DATA EXTRACT
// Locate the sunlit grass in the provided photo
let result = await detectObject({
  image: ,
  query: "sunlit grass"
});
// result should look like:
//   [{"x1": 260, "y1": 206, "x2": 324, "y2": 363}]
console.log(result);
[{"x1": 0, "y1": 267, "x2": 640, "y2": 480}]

--

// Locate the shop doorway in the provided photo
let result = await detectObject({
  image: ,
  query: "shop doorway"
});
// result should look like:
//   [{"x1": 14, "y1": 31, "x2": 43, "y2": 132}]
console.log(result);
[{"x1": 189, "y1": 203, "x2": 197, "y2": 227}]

EXERCISE OBJECTIVE
Return every line in the rows above that contains the string "provided", matching case exactly.

RESULT OF THE TASK
// Locate the sunlit grass in the provided photo
// Locate the shop doorway in the provided photo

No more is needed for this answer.